• Input data:
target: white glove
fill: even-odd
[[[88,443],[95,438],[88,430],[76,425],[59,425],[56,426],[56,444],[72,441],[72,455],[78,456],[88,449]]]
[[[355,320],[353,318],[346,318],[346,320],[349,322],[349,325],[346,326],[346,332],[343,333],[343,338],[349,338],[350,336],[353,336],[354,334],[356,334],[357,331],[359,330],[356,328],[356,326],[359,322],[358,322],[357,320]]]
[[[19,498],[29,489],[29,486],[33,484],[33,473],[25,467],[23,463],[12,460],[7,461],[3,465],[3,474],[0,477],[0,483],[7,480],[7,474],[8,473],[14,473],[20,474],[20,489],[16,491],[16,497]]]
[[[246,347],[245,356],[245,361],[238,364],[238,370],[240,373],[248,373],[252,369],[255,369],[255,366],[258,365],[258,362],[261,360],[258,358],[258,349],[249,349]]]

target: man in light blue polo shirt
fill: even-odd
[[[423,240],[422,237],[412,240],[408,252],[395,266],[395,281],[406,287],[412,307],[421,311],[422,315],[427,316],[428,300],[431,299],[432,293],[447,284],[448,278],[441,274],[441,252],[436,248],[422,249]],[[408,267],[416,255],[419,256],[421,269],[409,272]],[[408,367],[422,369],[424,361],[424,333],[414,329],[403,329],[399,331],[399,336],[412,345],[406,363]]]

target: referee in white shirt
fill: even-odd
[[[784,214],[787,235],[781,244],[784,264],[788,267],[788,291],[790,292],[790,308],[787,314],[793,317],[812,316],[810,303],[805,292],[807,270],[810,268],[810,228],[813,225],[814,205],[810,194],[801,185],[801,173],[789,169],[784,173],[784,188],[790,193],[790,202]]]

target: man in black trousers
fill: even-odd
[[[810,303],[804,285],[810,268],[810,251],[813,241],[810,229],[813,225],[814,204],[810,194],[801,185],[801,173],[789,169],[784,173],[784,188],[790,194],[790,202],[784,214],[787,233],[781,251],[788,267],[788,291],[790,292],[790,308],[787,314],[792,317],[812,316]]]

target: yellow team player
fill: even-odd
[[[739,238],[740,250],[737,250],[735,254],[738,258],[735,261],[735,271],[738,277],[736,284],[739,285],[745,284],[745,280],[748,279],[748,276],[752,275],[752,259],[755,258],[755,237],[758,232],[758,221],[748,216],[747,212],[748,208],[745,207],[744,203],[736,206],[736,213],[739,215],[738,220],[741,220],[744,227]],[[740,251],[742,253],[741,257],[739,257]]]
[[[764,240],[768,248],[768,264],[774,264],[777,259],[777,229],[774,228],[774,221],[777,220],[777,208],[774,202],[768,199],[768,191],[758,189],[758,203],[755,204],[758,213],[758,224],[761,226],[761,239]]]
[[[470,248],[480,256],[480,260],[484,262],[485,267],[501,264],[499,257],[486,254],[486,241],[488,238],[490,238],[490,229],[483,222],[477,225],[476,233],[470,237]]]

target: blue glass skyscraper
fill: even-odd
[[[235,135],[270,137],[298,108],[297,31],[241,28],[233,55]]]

• Goal: Reproduce all of the data above line for line, with no changes.

• Exercise response:
target: white glove
fill: even-odd
[[[88,443],[95,438],[88,430],[76,425],[59,425],[56,426],[56,444],[72,441],[72,455],[78,456],[88,449]]]
[[[355,320],[353,318],[346,318],[346,320],[349,322],[349,325],[346,326],[346,332],[343,333],[343,338],[349,338],[350,336],[353,336],[354,334],[356,334],[357,331],[359,330],[356,328],[356,326],[359,322],[358,322],[357,320]]]
[[[19,498],[29,489],[29,486],[33,484],[33,473],[25,467],[23,463],[12,460],[7,461],[3,465],[3,474],[0,477],[0,483],[7,480],[7,474],[8,473],[14,473],[20,474],[20,489],[16,491],[16,497]]]
[[[246,347],[245,356],[245,361],[238,364],[238,370],[240,373],[248,373],[252,369],[255,369],[255,366],[258,365],[258,362],[261,360],[258,358],[258,349],[249,349]]]

target: man in light blue polo shirt
fill: even-odd
[[[423,240],[422,237],[412,240],[408,252],[395,266],[395,281],[406,287],[412,307],[421,311],[422,315],[427,316],[428,300],[431,299],[432,293],[447,284],[448,278],[441,274],[441,252],[436,248],[422,249]],[[408,267],[416,255],[419,256],[421,269],[409,272]],[[408,367],[422,369],[424,361],[424,333],[414,329],[403,329],[399,331],[399,336],[412,345],[406,363]]]

target: referee in white shirt
fill: even-odd
[[[784,214],[787,235],[781,244],[784,264],[788,267],[788,291],[790,292],[790,308],[787,314],[793,317],[812,316],[810,303],[805,292],[807,270],[810,268],[810,228],[813,225],[814,205],[810,194],[801,185],[801,173],[789,169],[784,173],[784,188],[790,193],[790,202]]]

target: man in black trousers
fill: even-odd
[[[810,303],[804,285],[810,268],[810,251],[813,241],[810,229],[813,225],[814,204],[810,194],[801,185],[801,173],[789,169],[784,173],[784,188],[790,194],[790,202],[784,214],[787,233],[781,251],[788,267],[788,291],[790,292],[790,308],[787,314],[792,317],[812,316]]]

target: yellow team player
fill: even-odd
[[[739,238],[740,250],[737,250],[735,254],[738,258],[735,261],[735,271],[738,277],[736,284],[739,285],[745,284],[745,280],[748,279],[748,276],[752,275],[752,259],[755,258],[755,237],[758,232],[758,221],[748,216],[747,212],[748,208],[745,207],[744,203],[736,206],[736,213],[739,215],[738,220],[741,220],[744,227]],[[740,251],[742,253],[741,257],[739,257]]]
[[[764,240],[768,248],[768,264],[774,264],[777,259],[777,229],[774,228],[774,221],[777,220],[777,208],[774,202],[768,199],[768,191],[758,189],[758,203],[755,204],[758,213],[758,224],[761,226],[761,239]]]
[[[470,248],[480,256],[480,260],[484,262],[485,267],[501,264],[499,257],[486,254],[486,241],[488,238],[490,238],[490,229],[483,222],[477,225],[476,233],[470,237]]]

target: blue glass skyscraper
fill: even-odd
[[[235,135],[270,137],[298,108],[297,31],[241,28],[233,55]]]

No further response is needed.